Exercise aim:
Reproduce the following lines word for word, omitting the pictures from your answer.

----- Exercise inputs -----

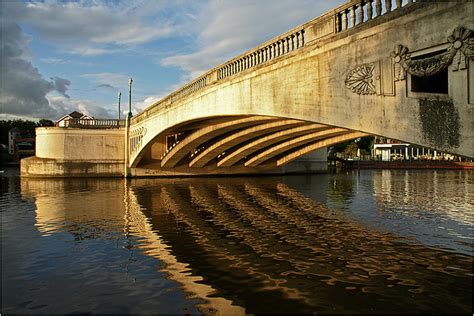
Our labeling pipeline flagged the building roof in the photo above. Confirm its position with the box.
[69,111,84,118]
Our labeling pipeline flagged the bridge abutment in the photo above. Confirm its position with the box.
[21,127,125,178]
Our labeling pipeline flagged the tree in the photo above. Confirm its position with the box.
[37,119,54,127]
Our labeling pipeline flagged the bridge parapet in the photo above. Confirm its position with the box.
[132,0,422,123]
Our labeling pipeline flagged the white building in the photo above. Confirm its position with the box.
[55,111,94,127]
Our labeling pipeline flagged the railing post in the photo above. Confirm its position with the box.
[349,6,355,27]
[357,2,364,24]
[375,0,382,16]
[341,10,347,31]
[385,0,392,14]
[395,0,402,9]
[367,0,373,20]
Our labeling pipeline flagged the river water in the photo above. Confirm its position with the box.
[0,170,474,315]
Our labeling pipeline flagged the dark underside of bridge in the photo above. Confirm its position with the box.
[132,116,366,175]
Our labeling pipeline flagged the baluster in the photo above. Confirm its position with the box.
[341,10,347,31]
[357,2,364,24]
[367,0,373,20]
[375,0,382,16]
[385,0,392,14]
[349,6,355,27]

-----

Finished answer:
Our labeling pipeline flagged the building roof in the photo above. Confirm its position with the box.
[69,111,84,118]
Our labeling pipeline flagged the bridge abutment in the photo above. Confirm its position with the box.
[21,127,125,178]
Our labeling pipeline flagged the tree in the photo above. Confirm its position with the box.
[37,119,54,127]
Our labeling pipeline flagged the bridge parapet in the photo above. Confirm its position with the box.
[132,0,422,123]
Our labeling pipeline flagged the white building in the photo above. Confirm its position with the box.
[55,111,94,127]
Our labeling pipeline flagged the railing post in the photo above. Confirm its position with the box.
[349,6,355,27]
[357,2,364,24]
[375,0,382,16]
[341,10,347,31]
[385,0,392,14]
[395,0,402,9]
[367,0,373,20]
Our labeling pipeline flagged the river water in the photo above. Confirm its position with the box.
[0,170,474,315]
Our labeling pipeline flagged the dark underside of bridge in the photo above. Confirm its position with the box.
[132,116,366,175]
Our labeling pipeline flagged the baluster in the photo above. Confirm its position with the box.
[341,10,347,31]
[357,2,364,24]
[367,0,373,20]
[375,0,382,16]
[385,0,392,14]
[349,6,355,27]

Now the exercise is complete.